EXERCISE REQUIREMENTS. Beginning with the first line of the material, set down each line exactly as written, up to and including the line with "Target: snow-covered rooftop".

DATA TO PROCESS.
————————

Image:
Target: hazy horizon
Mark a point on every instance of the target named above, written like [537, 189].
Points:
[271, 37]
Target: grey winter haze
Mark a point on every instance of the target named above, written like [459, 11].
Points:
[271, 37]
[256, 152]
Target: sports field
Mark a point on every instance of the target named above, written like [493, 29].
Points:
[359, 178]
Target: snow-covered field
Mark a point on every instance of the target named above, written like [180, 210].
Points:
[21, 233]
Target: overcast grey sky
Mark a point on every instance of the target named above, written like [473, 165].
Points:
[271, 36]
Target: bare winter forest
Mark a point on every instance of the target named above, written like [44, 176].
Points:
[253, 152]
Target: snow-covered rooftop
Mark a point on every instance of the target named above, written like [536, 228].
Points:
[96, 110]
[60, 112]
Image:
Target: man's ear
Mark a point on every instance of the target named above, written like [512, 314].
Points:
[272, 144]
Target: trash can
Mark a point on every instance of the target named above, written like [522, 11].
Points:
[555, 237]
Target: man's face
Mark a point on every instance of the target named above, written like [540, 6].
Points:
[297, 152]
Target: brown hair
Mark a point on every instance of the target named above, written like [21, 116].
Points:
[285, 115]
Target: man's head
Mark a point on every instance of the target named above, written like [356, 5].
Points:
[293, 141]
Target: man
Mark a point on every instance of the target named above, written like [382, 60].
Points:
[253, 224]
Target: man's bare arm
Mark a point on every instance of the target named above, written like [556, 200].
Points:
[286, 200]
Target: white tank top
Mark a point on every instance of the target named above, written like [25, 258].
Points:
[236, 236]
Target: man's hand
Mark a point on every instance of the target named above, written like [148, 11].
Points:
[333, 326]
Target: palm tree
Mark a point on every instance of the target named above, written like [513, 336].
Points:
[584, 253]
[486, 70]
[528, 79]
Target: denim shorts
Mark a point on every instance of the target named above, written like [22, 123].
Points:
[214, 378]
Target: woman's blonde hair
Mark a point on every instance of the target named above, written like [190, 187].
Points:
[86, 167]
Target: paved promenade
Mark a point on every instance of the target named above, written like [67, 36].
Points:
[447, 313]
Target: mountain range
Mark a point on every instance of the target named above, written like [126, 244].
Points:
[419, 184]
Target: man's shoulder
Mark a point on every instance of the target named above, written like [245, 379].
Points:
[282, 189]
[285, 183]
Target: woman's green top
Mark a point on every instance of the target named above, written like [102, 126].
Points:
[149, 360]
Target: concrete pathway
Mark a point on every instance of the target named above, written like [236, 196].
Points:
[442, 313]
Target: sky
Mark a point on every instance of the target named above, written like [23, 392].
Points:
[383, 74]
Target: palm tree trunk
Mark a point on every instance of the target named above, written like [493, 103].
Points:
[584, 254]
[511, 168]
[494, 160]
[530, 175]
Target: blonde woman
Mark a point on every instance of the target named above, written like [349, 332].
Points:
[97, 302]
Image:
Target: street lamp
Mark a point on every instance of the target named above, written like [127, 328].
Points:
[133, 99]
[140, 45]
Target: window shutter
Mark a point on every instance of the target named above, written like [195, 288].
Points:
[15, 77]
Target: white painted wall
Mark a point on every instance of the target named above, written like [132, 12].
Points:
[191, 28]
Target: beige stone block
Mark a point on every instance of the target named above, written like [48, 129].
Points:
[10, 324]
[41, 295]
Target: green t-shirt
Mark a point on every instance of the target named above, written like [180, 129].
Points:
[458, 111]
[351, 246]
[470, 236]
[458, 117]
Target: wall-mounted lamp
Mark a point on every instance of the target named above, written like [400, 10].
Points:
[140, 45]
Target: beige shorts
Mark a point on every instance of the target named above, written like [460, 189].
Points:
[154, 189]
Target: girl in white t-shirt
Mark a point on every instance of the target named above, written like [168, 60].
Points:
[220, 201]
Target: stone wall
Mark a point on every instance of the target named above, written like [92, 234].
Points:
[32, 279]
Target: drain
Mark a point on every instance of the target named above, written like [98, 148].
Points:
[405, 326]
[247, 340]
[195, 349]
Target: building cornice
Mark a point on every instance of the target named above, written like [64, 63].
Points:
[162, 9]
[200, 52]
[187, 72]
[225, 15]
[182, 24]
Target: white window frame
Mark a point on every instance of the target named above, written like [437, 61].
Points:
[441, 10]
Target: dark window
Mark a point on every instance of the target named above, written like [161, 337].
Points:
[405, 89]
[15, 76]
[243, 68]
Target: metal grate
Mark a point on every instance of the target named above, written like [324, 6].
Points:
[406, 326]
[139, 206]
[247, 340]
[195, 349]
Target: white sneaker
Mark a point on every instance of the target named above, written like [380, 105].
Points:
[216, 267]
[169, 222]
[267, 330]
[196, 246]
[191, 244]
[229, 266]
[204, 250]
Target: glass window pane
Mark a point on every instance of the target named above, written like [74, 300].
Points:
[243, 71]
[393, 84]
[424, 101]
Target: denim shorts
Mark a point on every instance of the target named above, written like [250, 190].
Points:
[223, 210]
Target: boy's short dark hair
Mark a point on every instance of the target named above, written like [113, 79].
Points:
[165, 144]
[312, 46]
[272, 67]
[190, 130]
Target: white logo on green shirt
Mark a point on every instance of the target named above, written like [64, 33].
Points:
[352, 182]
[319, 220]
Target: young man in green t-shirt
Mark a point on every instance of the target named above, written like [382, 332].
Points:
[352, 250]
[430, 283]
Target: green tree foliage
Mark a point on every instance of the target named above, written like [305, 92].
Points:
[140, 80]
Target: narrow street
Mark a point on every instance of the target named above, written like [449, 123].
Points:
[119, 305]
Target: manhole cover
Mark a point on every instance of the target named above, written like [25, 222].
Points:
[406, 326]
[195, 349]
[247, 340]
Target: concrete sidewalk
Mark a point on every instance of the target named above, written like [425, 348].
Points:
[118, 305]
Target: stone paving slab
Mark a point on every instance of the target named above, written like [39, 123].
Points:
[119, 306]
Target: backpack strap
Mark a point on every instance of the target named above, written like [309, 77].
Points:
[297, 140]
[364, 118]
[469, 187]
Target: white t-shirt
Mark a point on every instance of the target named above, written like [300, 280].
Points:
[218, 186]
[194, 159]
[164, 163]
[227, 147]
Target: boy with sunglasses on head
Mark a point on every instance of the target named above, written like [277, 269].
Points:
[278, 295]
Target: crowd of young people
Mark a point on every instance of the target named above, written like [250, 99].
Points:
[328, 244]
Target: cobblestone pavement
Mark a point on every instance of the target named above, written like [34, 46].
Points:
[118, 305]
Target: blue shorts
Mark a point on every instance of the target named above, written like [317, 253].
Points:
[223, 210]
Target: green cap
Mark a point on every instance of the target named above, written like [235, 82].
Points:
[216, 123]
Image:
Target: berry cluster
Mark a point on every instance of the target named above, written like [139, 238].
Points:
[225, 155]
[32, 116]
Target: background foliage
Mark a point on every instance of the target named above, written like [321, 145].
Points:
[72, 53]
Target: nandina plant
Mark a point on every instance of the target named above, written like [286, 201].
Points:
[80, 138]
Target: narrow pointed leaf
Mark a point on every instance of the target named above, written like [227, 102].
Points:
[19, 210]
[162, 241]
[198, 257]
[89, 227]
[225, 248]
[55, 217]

————————

ANSWER.
Image:
Target: hazy horizon
Mark a point on every instance of the target named above, written like [537, 189].
Points:
[271, 37]
Target: grey winter haze
Mark a point on every instance of the target named above, written like [459, 11].
Points:
[271, 37]
[256, 152]
Target: sports field
Mark a point on every instance of the target named above, written like [493, 29].
Points:
[359, 178]
Target: snow-covered field
Mark a point on every instance of the target named above, written like [180, 210].
Points:
[21, 233]
Target: overcast grey sky
Mark a point on every instance of the target named above, written like [473, 165].
Points:
[271, 36]
Target: bare winter forest
Mark a point on every instance of the target named above, written like [44, 176].
Points:
[253, 152]
Target: snow-covered rooftop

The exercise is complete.